What the task asks: Reproduce the records word for word, from the line containing "capital with a single point, one per instance." through the end of the records.

** START Entries supplied **

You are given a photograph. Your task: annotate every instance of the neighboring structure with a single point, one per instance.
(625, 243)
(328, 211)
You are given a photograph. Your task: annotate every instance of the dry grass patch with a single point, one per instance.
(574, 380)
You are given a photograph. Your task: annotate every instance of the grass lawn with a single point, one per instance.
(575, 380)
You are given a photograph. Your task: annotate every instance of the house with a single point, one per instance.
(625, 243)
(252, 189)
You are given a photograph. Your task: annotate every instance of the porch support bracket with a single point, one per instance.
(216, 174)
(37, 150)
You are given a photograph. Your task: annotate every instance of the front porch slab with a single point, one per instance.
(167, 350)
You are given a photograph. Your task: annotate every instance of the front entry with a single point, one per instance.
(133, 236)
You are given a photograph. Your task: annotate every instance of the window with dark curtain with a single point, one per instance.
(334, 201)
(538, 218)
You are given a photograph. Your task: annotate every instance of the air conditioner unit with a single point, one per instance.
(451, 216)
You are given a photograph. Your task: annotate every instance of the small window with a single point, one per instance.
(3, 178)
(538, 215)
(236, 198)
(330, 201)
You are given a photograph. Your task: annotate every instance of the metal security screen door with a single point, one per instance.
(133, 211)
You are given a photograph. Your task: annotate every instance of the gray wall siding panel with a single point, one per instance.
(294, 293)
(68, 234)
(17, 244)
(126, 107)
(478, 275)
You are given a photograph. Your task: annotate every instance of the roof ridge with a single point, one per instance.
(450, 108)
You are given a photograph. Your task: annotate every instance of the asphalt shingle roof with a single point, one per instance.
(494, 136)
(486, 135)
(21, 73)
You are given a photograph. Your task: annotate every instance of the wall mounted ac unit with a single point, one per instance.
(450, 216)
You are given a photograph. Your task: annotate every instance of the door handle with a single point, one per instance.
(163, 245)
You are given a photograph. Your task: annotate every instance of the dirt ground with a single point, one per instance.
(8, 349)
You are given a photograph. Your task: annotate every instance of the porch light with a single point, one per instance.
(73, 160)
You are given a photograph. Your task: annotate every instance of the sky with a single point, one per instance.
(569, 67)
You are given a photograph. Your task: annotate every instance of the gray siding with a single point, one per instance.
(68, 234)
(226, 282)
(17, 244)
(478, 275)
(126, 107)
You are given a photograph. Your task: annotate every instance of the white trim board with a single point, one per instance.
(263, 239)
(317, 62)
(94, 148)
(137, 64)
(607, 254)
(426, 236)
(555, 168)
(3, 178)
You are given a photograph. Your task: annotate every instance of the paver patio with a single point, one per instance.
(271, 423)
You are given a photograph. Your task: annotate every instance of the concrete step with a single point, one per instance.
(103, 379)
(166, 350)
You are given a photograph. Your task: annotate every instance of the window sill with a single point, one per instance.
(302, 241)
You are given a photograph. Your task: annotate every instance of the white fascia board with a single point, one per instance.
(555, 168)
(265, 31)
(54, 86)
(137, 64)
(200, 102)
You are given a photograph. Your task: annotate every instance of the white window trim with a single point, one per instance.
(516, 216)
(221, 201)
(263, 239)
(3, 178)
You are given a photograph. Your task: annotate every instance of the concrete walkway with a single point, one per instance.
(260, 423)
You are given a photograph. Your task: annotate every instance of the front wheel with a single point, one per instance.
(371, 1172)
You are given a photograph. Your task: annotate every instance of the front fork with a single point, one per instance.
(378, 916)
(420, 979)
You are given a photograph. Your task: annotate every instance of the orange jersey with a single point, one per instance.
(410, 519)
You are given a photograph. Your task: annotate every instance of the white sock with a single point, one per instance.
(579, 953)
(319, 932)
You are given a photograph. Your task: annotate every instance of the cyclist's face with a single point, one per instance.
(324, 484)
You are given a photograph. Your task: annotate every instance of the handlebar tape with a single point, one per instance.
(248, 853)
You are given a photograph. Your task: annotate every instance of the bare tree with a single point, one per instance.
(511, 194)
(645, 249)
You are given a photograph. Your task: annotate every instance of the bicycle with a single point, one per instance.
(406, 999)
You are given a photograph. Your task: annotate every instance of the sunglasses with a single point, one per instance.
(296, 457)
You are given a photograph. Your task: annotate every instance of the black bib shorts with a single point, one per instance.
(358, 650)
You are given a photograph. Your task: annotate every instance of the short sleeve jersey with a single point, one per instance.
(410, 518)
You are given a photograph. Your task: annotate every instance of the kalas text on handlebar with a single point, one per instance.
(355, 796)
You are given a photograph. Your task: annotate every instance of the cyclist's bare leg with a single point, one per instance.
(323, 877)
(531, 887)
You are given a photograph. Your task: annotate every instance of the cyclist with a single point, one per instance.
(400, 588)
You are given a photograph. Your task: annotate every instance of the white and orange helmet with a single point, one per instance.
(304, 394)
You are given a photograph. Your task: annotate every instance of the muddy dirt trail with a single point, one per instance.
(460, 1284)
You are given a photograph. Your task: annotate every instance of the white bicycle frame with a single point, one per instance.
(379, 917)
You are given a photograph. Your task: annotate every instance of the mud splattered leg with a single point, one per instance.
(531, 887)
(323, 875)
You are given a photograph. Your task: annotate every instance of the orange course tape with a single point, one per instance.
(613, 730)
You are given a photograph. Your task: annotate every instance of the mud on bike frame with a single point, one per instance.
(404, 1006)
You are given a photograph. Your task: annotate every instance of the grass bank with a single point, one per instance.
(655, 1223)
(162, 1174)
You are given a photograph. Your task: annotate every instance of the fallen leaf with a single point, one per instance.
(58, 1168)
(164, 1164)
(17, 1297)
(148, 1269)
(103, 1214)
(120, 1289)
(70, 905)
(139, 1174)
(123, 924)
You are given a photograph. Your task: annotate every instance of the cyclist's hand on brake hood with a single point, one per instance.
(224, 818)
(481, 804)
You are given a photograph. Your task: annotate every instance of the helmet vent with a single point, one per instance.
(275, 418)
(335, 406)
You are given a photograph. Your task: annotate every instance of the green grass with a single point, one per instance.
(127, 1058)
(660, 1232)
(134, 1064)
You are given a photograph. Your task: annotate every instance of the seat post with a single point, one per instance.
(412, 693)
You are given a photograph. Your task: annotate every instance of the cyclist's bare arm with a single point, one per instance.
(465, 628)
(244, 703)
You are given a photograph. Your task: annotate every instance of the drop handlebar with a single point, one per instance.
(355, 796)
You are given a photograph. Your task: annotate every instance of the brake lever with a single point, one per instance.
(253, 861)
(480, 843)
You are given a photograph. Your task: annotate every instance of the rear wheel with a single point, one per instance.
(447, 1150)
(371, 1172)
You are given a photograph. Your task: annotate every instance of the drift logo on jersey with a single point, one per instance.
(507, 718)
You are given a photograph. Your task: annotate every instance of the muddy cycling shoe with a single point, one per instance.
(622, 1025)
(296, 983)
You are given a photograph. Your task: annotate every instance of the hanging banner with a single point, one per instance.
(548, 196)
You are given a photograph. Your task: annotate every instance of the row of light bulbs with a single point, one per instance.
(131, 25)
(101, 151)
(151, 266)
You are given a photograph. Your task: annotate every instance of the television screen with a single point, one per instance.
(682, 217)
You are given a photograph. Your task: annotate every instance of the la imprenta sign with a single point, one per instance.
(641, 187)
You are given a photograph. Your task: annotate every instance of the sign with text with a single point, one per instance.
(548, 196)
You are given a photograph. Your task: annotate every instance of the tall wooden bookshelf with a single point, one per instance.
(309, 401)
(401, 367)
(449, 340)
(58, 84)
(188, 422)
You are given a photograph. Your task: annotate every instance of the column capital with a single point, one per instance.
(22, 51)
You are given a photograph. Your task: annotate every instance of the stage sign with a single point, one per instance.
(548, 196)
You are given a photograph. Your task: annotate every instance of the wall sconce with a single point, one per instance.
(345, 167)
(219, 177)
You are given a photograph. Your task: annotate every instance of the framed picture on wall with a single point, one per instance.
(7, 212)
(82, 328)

** END Entries supplied **

Solution to this problem:
You are given a photograph. Your task: annotate every instance of the column capital with a single point, one per instance.
(22, 51)
You are given a photograph. Your task: annotate every instance of the stage sign with a single point, one per instance.
(548, 196)
You are given a photograph. Your task: annotate every instance of the wall sconce with a single point, one per instance.
(345, 167)
(219, 177)
You are given a photograph. Your task: annotate every instance of the framed picture on wall with a single point, one per instance.
(7, 212)
(82, 328)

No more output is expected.